Bounding box annotation entries
>> Start

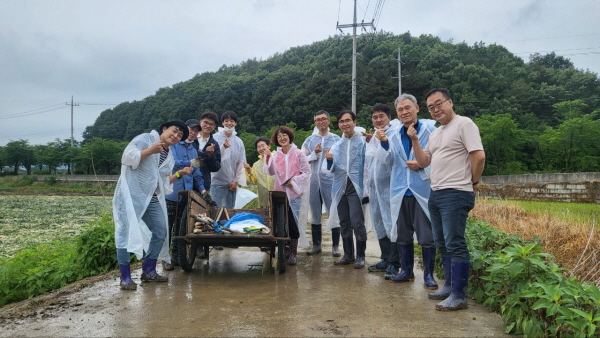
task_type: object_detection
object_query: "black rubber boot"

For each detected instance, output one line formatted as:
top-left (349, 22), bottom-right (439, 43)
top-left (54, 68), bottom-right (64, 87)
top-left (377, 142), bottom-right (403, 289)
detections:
top-left (428, 255), bottom-right (452, 300)
top-left (435, 259), bottom-right (470, 311)
top-left (354, 241), bottom-right (367, 269)
top-left (390, 243), bottom-right (415, 283)
top-left (331, 227), bottom-right (342, 257)
top-left (119, 264), bottom-right (137, 290)
top-left (306, 224), bottom-right (322, 255)
top-left (421, 246), bottom-right (438, 290)
top-left (288, 239), bottom-right (298, 265)
top-left (333, 237), bottom-right (354, 265)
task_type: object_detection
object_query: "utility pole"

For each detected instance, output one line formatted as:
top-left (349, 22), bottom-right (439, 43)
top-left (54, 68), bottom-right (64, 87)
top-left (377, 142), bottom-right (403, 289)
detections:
top-left (337, 0), bottom-right (375, 114)
top-left (392, 47), bottom-right (410, 96)
top-left (65, 95), bottom-right (79, 175)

>> End

§ Short problem
Reproduce all of the lines above word for word, leaving the pictures out.

§ Completed task
task_type: object_detection
object_query: "black rubber boot"

For each detected instance, output one line formatted as:
top-left (349, 22), bottom-right (439, 43)
top-left (54, 68), bottom-right (64, 87)
top-left (377, 142), bottom-right (403, 289)
detections:
top-left (428, 255), bottom-right (452, 300)
top-left (435, 259), bottom-right (470, 311)
top-left (354, 241), bottom-right (367, 269)
top-left (390, 243), bottom-right (415, 283)
top-left (331, 227), bottom-right (342, 257)
top-left (119, 264), bottom-right (137, 290)
top-left (306, 224), bottom-right (322, 255)
top-left (421, 246), bottom-right (438, 290)
top-left (288, 239), bottom-right (298, 265)
top-left (333, 237), bottom-right (354, 265)
task_type: object_detection
object_query: "utility pole"

For each detected instance, output one line formatted as:
top-left (349, 22), bottom-right (439, 43)
top-left (54, 68), bottom-right (64, 87)
top-left (377, 142), bottom-right (403, 289)
detections:
top-left (337, 0), bottom-right (375, 114)
top-left (392, 47), bottom-right (410, 96)
top-left (65, 95), bottom-right (79, 175)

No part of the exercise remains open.